[Records drawn from a dataset]

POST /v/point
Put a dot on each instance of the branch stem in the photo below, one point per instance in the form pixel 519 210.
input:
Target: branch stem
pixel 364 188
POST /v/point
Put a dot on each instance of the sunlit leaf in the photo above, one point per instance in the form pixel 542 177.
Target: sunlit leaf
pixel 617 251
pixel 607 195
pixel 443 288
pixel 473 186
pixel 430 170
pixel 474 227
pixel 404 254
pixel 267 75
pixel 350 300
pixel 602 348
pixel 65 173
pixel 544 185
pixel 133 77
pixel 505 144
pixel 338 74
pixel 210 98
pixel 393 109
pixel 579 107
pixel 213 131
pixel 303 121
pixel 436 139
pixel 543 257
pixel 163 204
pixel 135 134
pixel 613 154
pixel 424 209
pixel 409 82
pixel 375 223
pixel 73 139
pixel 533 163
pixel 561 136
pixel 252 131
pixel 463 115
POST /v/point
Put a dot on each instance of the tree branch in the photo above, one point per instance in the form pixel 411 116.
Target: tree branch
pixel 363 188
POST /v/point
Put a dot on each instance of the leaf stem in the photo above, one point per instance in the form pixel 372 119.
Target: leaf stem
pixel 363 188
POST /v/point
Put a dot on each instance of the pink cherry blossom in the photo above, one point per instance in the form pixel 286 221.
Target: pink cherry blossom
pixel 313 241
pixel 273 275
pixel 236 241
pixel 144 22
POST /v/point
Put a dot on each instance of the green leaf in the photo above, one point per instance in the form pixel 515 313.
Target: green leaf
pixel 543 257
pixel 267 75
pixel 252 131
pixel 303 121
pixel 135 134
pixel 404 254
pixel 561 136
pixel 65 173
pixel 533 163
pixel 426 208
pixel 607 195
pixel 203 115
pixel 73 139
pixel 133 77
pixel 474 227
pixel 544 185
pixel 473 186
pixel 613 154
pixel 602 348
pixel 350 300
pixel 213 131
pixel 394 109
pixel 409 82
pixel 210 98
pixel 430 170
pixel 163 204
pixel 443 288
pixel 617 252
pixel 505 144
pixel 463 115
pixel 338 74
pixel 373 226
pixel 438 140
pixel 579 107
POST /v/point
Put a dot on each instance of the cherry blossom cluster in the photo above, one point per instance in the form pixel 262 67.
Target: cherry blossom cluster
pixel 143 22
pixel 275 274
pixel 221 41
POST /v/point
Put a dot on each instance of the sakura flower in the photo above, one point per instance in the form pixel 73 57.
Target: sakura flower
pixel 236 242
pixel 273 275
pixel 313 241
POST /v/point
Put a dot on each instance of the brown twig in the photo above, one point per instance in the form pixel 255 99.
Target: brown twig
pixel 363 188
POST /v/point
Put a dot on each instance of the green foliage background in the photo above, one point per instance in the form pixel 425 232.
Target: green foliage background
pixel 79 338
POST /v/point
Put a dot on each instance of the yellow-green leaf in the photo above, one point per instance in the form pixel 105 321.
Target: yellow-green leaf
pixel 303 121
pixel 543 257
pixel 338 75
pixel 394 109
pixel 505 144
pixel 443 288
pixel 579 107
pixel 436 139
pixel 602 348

_ABOUT THIS EXERCISE_
Every entry should be printed again exactly as written.

_RESPONSE BOX_
POST /v/point
Put a dot on each instance of the branch stem in the photo below, one point per instance in the form pixel 519 210.
input:
Target: branch stem
pixel 364 188
POST /v/point
Put a dot on each instance of the sunlit leaf in the photo above, one point per instance in the form pixel 542 177.
Target: sunlit leaf
pixel 617 251
pixel 607 195
pixel 443 288
pixel 473 186
pixel 430 170
pixel 474 227
pixel 404 254
pixel 267 75
pixel 350 300
pixel 602 348
pixel 65 173
pixel 544 185
pixel 133 77
pixel 505 144
pixel 338 74
pixel 210 98
pixel 393 109
pixel 579 107
pixel 213 131
pixel 303 121
pixel 436 139
pixel 543 257
pixel 163 204
pixel 135 134
pixel 613 154
pixel 424 209
pixel 409 82
pixel 375 223
pixel 73 139
pixel 533 163
pixel 561 136
pixel 252 131
pixel 463 115
POST /v/point
Put a dot on each instance of the tree branch in the photo above, one point per instance in the form pixel 411 116.
Target: tree branch
pixel 363 188
POST /v/point
Put a dot on each instance of the leaf stem in the photo above, one point per instance in the form pixel 372 119.
Target: leaf stem
pixel 363 188
POST /v/point
Put a dot on each instance of the pink cherry blossom in the photo above, one point per instance in the form pixel 286 221.
Target: pink cherry blossom
pixel 313 241
pixel 273 275
pixel 236 241
pixel 144 22
POST /v/point
Put a dot on each instance of the green leaf in the photo above, one point per instance in the form pixel 515 313.
Target: green leaf
pixel 543 257
pixel 267 75
pixel 252 131
pixel 303 121
pixel 135 134
pixel 404 254
pixel 561 136
pixel 65 173
pixel 533 163
pixel 426 208
pixel 607 195
pixel 203 115
pixel 73 139
pixel 133 77
pixel 474 227
pixel 544 185
pixel 473 186
pixel 613 154
pixel 602 348
pixel 350 300
pixel 213 131
pixel 394 109
pixel 409 82
pixel 210 98
pixel 430 170
pixel 163 204
pixel 443 288
pixel 617 252
pixel 505 144
pixel 463 115
pixel 338 74
pixel 373 226
pixel 438 140
pixel 579 107
POST /v/point
Put a dot on each instance of the cherry blossom cluster in the photo above, one point per instance in the form pixel 262 67.
Target: cherry blossom cluster
pixel 143 22
pixel 275 274
pixel 221 41
POST /v/point
Put a dot on each instance of the sakura flower in the photo above, one point per instance in the form pixel 73 57.
Target: sakura flower
pixel 236 242
pixel 273 275
pixel 313 241
POST /v/point
Put a dot on each instance of the brown twig in the photo above, one point per instance in the form pixel 255 99.
Target: brown twig
pixel 363 188
POST /v/point
Put a dot on each instance of the green foliage background in the photo above, one point per instance in the form pixel 425 232.
Target: green foliage background
pixel 79 338
POST /v/point
Put a dot on each instance of the yellow-green leaf in the photo above, one point per instance in the form pixel 105 321.
Target: yellow-green leaf
pixel 303 121
pixel 543 257
pixel 338 75
pixel 394 109
pixel 505 144
pixel 443 288
pixel 579 107
pixel 436 139
pixel 602 348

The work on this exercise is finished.